-- Opening Marker --

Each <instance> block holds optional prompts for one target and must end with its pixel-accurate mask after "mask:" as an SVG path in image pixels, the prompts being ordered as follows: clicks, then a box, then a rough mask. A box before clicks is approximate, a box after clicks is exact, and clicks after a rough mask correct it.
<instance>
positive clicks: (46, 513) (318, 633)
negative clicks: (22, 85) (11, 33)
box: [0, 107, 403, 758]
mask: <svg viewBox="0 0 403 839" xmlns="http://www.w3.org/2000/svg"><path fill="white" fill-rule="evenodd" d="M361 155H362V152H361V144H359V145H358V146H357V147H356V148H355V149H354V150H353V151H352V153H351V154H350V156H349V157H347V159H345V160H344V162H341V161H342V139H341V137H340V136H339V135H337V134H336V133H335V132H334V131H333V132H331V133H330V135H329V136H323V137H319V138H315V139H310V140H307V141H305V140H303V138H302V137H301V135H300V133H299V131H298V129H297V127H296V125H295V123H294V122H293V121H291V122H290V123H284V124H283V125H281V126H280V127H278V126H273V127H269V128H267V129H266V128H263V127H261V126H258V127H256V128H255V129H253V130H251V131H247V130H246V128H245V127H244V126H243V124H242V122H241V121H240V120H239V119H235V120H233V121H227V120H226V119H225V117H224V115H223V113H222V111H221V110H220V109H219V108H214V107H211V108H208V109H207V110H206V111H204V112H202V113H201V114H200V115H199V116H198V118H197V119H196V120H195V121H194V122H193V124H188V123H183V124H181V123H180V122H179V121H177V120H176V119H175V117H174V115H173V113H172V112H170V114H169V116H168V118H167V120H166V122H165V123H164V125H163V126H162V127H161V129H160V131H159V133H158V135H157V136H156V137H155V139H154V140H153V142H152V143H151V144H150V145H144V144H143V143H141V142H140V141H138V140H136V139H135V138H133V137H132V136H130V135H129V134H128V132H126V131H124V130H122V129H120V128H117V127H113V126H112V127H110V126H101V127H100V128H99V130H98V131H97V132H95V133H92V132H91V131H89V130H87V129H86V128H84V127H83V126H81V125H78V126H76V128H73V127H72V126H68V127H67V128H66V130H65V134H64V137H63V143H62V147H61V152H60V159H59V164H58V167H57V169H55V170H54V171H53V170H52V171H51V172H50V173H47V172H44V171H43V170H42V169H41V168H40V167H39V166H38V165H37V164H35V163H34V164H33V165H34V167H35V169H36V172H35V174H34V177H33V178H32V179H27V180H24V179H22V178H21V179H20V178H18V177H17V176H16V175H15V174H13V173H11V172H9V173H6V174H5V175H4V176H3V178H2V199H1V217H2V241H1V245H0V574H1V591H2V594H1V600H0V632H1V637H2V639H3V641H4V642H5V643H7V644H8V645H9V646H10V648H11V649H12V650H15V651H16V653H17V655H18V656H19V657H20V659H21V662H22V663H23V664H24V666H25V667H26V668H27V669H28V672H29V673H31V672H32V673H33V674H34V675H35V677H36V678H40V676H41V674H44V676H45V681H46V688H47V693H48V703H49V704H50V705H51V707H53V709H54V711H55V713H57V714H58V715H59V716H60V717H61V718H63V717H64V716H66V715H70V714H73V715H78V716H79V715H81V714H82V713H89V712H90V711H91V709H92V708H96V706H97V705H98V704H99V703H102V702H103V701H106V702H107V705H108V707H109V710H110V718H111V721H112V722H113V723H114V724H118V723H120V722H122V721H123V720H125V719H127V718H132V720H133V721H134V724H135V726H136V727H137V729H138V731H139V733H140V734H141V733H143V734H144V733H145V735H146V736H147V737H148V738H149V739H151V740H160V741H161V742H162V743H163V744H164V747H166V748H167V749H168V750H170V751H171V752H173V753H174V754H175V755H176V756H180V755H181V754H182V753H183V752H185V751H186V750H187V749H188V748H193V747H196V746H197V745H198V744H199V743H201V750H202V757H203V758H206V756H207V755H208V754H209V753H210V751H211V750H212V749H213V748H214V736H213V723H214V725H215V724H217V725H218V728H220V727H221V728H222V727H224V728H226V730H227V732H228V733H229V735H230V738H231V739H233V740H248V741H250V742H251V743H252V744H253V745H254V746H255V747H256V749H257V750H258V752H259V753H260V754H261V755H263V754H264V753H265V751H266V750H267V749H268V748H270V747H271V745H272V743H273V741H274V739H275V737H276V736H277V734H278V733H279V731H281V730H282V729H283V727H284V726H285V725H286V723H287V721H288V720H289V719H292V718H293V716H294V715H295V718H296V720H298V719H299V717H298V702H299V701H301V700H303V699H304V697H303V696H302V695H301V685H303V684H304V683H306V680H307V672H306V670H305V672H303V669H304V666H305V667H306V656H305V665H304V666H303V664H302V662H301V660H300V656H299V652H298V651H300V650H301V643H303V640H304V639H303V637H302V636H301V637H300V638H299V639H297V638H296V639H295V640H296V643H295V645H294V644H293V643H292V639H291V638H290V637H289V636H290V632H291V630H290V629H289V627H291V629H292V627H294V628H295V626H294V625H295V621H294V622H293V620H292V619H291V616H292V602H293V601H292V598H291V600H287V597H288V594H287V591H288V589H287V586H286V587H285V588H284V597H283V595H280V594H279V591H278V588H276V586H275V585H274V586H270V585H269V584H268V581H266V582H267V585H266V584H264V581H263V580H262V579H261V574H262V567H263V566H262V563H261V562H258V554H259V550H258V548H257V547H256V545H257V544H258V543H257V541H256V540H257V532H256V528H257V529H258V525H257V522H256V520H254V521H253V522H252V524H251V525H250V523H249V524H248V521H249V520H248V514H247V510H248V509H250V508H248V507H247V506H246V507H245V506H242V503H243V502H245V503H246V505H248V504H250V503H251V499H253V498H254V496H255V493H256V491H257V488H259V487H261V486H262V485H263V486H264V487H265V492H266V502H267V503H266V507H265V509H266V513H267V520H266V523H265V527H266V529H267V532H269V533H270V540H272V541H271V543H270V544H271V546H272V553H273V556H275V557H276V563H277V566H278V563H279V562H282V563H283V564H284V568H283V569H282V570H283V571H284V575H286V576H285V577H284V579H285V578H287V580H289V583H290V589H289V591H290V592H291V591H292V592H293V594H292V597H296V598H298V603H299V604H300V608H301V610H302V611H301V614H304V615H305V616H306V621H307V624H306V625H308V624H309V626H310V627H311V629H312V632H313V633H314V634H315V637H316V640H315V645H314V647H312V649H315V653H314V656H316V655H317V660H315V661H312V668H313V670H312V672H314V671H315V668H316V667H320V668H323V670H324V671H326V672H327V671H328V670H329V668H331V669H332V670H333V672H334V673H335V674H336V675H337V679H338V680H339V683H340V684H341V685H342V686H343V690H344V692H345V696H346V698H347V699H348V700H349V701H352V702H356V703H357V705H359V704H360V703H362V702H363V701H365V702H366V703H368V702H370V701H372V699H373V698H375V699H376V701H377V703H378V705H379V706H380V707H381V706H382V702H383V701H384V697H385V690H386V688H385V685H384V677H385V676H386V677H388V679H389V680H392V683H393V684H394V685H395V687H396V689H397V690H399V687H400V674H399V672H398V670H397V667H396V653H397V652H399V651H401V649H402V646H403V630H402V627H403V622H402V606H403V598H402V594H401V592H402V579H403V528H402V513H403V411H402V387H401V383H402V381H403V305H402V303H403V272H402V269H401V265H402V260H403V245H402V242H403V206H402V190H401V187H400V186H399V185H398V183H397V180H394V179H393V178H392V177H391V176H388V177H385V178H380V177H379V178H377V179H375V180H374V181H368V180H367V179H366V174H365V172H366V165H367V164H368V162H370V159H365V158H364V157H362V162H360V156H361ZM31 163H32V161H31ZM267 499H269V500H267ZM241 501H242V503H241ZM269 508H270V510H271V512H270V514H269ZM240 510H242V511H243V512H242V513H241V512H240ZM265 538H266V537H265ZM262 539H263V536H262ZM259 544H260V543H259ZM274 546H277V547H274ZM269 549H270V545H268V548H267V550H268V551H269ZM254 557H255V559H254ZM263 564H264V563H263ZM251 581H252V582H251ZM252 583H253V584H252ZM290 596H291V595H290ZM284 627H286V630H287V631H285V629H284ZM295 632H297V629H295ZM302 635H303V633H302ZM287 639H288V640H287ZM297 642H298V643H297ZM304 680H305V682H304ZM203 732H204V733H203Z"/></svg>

-- Closing Marker --

[Work task] Print everything from the start of the records down to the line containing "box: [0, 107, 403, 758]", inclusive, with each line reproduced verbatim.

[Final answer]
Each <instance> block holds optional prompts for one target and must end with its pixel-accurate mask after "mask:" as an SVG path in image pixels, the prompts being ordered as follows: clicks, then a box, then a rough mask. A box before clicks is approximate, a box after clicks is exact, and clicks after a rough mask correct it.
<instance>
positive clicks: (46, 513) (318, 633)
negative clicks: (22, 85) (11, 33)
box: [0, 107, 403, 758]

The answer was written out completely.